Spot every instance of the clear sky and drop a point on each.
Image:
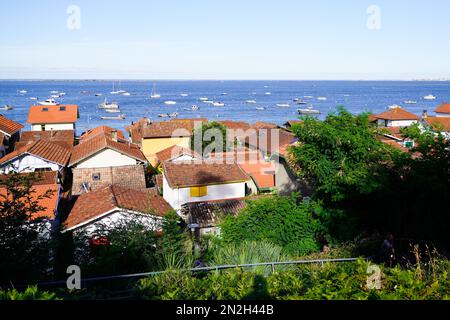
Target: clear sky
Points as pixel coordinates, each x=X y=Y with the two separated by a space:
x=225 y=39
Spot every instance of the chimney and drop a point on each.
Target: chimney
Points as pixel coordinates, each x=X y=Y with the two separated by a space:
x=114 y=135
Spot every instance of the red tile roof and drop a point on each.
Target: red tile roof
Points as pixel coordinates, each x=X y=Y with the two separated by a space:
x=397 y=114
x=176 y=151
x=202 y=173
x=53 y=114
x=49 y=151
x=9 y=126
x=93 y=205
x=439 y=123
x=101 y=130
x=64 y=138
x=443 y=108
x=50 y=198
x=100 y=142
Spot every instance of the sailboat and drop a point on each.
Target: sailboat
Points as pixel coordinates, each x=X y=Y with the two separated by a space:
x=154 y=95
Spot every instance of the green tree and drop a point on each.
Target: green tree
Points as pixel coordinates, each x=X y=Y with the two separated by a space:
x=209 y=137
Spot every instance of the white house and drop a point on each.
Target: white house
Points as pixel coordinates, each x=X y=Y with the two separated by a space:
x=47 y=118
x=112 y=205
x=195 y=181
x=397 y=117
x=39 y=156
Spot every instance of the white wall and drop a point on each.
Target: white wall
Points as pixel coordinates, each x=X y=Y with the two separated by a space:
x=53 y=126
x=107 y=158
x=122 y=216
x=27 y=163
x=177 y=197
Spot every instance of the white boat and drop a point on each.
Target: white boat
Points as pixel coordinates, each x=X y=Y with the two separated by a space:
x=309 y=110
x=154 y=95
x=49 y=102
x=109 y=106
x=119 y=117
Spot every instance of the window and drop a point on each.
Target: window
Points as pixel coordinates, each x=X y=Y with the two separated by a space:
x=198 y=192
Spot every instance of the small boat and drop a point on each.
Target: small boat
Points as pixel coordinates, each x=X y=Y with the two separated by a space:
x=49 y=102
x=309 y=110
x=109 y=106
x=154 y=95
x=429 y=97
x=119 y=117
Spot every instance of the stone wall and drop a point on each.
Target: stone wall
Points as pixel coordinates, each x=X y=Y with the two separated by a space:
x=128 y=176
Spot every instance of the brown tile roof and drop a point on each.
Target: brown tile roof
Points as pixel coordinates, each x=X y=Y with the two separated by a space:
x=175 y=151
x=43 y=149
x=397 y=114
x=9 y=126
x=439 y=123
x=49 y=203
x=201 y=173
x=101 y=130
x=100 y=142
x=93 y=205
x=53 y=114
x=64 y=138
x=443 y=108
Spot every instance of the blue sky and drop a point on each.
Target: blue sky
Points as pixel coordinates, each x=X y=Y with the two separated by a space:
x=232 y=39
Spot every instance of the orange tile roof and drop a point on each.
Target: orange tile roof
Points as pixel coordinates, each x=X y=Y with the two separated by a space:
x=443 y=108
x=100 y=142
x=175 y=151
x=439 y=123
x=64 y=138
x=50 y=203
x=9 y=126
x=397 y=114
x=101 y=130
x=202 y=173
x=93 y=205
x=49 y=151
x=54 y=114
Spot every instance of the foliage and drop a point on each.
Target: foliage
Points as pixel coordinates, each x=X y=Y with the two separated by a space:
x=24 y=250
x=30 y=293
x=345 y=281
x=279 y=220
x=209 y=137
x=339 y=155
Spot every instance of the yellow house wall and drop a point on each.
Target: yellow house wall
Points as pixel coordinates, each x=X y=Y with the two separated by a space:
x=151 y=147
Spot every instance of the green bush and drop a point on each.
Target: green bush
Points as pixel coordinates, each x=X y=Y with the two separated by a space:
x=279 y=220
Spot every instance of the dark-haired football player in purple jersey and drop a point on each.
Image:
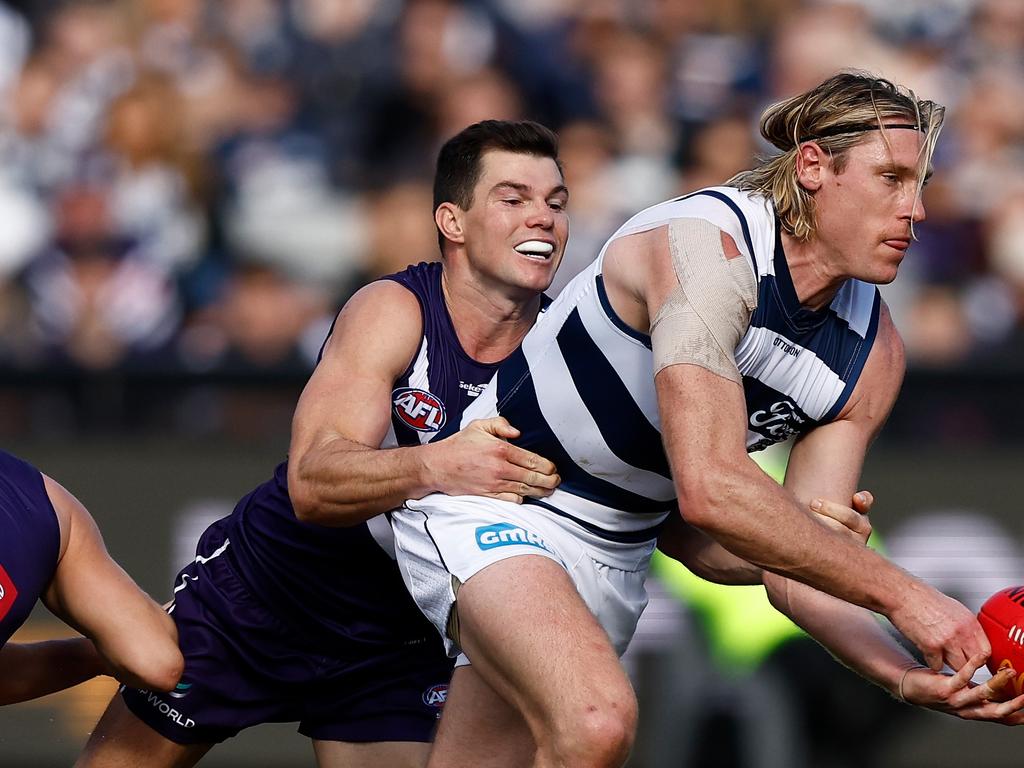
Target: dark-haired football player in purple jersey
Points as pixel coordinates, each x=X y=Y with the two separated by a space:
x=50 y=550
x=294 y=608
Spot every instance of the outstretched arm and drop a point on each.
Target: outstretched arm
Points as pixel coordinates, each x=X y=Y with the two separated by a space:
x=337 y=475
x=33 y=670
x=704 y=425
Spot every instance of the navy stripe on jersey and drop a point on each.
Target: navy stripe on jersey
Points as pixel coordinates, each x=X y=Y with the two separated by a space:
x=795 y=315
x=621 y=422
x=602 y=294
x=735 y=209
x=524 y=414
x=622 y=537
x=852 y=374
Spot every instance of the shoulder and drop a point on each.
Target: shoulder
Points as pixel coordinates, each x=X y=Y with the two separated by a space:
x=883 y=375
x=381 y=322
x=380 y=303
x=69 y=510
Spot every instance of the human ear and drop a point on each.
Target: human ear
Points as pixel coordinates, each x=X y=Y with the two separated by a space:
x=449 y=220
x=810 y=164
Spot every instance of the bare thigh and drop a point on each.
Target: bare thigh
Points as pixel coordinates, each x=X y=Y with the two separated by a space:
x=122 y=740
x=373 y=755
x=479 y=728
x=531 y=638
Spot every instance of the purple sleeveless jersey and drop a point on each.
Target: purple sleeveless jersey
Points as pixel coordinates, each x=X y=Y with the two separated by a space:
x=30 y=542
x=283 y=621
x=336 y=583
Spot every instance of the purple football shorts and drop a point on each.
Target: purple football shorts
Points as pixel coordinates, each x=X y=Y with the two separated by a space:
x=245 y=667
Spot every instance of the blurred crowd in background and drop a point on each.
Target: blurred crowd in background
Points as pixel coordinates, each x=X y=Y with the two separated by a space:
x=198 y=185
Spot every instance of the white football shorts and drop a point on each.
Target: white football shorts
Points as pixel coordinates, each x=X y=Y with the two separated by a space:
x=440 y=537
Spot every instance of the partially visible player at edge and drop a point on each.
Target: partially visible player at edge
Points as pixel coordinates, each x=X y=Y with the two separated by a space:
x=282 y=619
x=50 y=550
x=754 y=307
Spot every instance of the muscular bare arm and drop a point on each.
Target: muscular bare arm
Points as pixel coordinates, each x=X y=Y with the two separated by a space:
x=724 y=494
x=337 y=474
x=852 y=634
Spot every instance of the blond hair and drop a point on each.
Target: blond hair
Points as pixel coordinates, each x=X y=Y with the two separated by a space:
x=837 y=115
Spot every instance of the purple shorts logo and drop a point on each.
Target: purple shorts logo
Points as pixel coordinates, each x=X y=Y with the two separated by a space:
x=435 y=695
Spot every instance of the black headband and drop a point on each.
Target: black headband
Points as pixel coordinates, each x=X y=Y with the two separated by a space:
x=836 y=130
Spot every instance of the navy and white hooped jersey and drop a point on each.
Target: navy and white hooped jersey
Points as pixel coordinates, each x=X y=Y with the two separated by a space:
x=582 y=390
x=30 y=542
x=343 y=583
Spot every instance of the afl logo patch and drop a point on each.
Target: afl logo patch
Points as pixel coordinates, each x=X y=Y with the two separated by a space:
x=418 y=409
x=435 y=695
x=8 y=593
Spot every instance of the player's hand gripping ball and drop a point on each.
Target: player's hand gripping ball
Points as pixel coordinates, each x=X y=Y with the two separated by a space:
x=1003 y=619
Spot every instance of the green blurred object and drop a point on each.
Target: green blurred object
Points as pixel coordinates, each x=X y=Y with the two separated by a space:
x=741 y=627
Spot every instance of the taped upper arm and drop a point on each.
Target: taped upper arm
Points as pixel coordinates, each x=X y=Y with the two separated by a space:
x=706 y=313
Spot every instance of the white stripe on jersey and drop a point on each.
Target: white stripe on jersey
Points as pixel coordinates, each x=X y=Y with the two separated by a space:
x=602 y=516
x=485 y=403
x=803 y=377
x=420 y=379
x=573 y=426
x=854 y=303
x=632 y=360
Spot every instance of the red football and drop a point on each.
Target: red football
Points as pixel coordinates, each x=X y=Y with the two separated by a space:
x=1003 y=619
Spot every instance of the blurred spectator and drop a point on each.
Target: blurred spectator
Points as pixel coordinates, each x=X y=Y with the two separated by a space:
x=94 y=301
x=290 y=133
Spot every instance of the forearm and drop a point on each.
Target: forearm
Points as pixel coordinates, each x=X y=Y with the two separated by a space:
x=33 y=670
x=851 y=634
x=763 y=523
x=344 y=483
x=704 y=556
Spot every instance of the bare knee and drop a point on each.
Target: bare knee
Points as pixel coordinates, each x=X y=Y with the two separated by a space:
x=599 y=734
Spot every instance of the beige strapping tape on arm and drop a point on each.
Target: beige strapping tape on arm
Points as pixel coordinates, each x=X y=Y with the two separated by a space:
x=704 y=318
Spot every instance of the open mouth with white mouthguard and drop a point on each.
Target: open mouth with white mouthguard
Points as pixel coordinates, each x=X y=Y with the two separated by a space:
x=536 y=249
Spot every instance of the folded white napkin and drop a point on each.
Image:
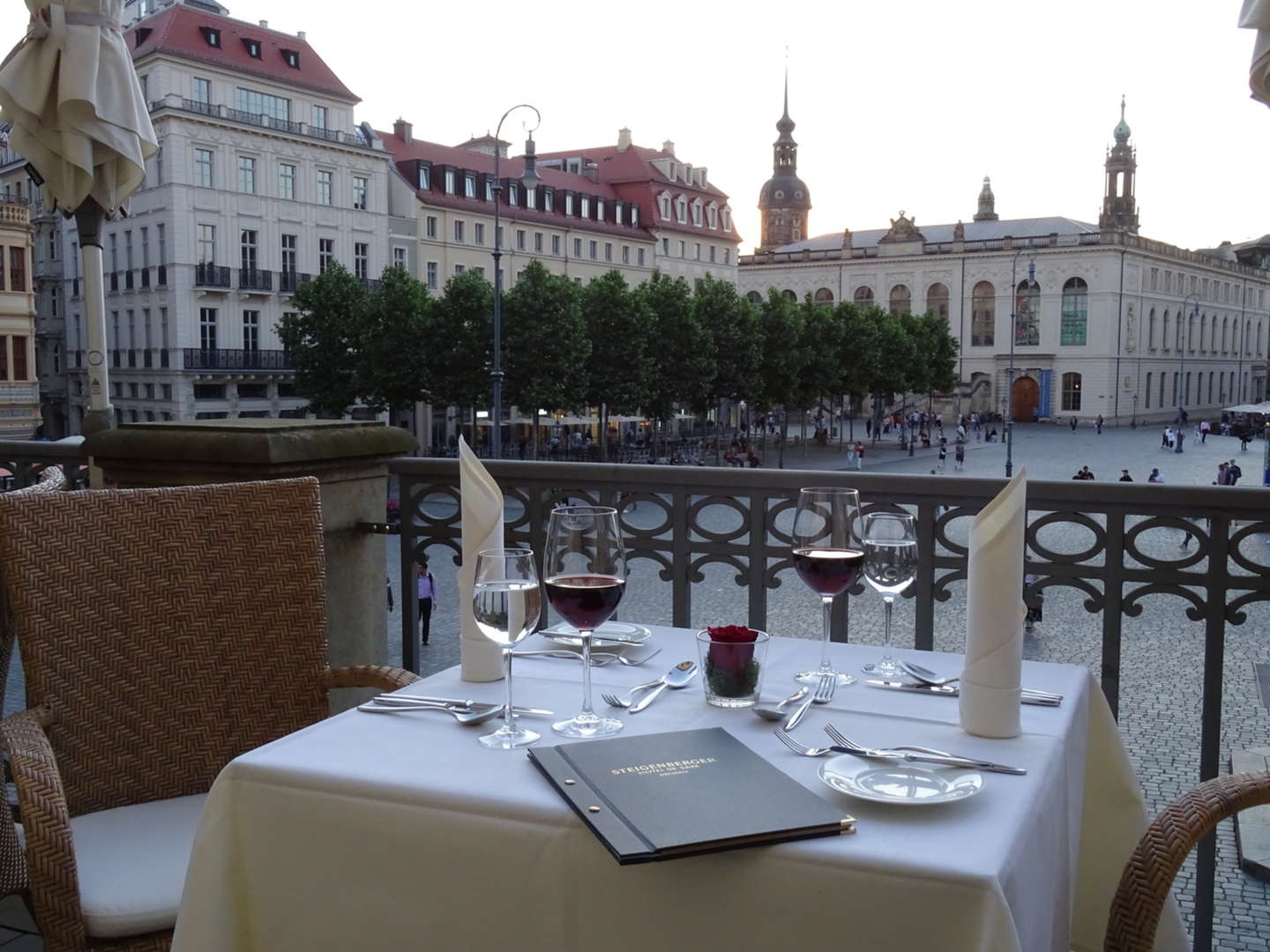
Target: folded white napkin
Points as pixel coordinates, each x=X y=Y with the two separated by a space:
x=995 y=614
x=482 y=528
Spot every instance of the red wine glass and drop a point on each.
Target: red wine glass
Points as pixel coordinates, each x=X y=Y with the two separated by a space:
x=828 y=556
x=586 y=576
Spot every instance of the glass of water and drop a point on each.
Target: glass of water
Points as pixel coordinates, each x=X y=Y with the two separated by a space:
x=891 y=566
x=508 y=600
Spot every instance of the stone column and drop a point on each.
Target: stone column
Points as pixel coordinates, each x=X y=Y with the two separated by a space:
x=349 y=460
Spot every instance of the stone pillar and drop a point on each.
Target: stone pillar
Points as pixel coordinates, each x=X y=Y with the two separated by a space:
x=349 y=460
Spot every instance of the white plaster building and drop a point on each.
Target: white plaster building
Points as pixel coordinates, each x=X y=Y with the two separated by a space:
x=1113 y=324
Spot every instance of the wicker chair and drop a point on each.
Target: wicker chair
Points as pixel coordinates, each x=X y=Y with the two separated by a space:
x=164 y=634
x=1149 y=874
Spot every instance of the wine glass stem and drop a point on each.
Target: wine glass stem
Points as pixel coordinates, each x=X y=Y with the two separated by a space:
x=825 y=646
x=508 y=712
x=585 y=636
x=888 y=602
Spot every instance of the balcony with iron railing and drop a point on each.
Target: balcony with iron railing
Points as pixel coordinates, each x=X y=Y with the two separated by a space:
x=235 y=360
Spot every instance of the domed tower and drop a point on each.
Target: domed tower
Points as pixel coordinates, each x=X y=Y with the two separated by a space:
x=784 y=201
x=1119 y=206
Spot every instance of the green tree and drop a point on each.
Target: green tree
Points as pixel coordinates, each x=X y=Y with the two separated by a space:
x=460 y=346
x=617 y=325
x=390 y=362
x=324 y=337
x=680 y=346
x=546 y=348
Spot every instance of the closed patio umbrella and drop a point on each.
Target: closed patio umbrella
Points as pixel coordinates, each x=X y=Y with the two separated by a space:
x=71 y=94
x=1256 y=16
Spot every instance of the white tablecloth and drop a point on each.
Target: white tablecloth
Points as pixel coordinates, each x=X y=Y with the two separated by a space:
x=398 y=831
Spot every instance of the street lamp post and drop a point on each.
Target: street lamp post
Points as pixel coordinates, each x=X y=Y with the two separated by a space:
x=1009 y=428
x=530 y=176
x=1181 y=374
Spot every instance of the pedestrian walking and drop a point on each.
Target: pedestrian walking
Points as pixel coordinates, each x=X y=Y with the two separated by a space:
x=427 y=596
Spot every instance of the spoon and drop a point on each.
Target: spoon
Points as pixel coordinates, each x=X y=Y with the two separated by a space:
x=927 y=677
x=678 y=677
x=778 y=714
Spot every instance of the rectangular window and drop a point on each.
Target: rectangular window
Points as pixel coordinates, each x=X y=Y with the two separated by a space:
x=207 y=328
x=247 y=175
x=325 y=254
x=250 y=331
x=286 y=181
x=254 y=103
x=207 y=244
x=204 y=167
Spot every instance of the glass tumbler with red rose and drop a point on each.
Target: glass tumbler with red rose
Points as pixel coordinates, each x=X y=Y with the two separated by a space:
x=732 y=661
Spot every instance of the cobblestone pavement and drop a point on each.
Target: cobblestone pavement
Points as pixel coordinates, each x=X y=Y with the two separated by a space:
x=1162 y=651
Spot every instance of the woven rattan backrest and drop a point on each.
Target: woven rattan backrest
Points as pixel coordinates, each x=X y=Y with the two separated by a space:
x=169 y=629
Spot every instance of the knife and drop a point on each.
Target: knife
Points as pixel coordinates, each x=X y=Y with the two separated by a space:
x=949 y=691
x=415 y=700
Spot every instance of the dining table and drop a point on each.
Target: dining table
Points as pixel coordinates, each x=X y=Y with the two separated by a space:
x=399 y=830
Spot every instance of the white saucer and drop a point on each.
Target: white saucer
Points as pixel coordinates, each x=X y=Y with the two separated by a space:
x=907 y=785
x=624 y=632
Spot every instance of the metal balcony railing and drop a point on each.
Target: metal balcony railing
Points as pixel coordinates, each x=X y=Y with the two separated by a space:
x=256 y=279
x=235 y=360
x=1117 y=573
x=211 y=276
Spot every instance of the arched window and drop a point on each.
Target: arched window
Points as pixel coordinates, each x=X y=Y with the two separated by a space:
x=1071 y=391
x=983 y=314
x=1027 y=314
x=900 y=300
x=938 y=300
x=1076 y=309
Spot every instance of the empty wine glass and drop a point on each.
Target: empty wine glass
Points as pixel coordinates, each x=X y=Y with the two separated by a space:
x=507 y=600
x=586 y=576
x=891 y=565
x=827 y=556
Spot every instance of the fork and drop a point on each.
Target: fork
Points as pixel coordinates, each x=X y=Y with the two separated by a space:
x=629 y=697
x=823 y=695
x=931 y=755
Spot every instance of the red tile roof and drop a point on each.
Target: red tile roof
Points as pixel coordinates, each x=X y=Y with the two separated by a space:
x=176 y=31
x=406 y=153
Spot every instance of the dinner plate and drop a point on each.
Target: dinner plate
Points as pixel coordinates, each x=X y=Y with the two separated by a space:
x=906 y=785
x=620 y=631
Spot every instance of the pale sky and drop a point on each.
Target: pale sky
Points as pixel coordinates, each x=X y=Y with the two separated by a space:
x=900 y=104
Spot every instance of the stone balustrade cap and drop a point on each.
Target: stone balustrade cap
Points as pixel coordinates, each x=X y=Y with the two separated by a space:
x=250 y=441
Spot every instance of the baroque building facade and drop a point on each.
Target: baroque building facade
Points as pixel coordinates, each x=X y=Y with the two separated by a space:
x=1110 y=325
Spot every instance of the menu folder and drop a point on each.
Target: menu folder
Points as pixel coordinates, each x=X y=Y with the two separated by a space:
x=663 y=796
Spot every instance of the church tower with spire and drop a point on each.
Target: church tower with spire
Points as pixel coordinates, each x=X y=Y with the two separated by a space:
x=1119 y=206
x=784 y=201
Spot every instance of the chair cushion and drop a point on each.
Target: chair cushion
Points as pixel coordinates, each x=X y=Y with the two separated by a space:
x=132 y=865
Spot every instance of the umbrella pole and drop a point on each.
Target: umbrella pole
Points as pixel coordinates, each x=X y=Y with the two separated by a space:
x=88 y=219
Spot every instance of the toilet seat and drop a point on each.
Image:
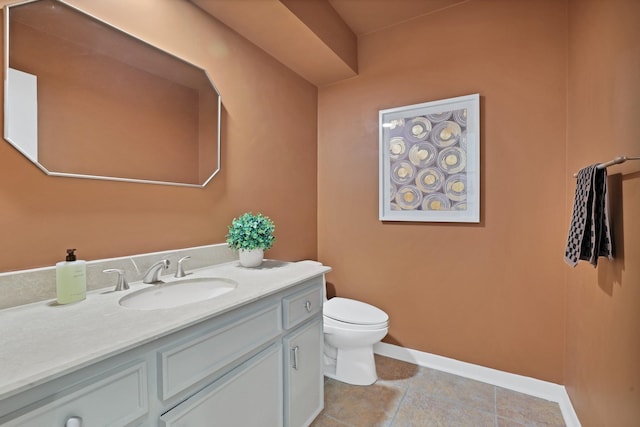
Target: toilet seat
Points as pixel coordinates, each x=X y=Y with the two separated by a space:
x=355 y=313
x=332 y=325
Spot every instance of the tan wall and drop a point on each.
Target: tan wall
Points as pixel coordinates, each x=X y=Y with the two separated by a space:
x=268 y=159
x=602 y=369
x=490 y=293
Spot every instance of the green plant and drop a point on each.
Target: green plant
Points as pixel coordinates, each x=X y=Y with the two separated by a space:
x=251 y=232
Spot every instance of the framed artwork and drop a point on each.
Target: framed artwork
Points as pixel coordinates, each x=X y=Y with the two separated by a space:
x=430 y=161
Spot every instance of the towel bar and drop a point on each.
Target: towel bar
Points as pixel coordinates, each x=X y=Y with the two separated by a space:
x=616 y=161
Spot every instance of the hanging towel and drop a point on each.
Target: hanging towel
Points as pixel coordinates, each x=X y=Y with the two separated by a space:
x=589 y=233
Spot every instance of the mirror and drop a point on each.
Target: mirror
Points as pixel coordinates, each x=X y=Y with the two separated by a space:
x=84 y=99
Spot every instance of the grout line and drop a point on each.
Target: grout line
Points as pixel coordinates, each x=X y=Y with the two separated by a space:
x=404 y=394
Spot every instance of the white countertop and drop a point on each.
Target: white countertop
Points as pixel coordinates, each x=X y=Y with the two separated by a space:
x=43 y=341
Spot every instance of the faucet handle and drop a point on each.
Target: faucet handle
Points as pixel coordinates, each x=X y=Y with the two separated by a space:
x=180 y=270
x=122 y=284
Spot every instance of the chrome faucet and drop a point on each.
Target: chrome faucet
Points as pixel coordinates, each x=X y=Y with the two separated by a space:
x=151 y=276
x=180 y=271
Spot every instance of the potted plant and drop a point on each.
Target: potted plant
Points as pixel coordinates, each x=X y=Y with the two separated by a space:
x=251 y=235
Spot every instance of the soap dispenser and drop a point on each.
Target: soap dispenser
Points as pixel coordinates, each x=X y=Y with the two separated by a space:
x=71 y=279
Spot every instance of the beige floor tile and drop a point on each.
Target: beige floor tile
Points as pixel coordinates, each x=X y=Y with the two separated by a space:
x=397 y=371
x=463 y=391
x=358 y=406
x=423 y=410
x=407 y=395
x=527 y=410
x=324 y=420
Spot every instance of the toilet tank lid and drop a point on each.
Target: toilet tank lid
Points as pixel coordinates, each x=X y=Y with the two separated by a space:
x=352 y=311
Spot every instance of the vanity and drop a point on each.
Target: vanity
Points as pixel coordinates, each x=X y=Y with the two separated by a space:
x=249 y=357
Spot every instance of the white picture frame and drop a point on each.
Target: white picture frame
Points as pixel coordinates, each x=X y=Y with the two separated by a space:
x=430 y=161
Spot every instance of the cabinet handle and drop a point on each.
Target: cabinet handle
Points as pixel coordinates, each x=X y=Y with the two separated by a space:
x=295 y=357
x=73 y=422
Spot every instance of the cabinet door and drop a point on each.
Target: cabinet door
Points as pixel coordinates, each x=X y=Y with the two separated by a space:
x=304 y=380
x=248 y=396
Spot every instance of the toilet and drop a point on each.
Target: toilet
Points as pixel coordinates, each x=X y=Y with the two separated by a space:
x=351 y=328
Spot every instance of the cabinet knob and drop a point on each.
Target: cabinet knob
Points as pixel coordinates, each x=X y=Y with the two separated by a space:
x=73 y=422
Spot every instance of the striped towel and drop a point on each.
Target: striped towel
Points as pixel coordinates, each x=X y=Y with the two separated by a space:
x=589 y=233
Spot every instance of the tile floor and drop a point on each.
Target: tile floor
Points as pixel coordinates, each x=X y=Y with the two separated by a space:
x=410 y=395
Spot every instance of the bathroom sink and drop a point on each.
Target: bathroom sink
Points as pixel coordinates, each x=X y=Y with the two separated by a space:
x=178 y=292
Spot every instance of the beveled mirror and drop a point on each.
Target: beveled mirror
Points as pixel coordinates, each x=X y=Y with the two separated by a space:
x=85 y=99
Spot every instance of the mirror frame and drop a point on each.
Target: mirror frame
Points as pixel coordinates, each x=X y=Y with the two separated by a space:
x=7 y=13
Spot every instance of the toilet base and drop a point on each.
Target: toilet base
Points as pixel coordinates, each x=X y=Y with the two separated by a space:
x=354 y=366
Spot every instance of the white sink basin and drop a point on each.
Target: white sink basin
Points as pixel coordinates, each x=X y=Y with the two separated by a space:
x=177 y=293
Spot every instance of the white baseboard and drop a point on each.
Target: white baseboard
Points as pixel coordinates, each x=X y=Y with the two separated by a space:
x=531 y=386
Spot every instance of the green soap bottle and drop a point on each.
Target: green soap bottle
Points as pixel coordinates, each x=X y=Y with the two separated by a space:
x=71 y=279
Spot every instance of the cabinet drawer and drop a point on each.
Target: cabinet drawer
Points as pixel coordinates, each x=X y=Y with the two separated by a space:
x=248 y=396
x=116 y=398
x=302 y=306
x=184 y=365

TASK REQUIREMENTS – Write the lines above, from the line with "Spot every instance of the spoon" through the line with "x=778 y=714", as a JSON list of strings with one string per line and no blank lines.

RESPONSE TO THE TASK –
[
  "Spot every instance of the spoon and drop a point on each.",
  "Target: spoon",
  "Points as pixel coordinates, each x=X y=Y with the two separated by a space:",
  "x=927 y=677",
  "x=678 y=677",
  "x=778 y=714"
]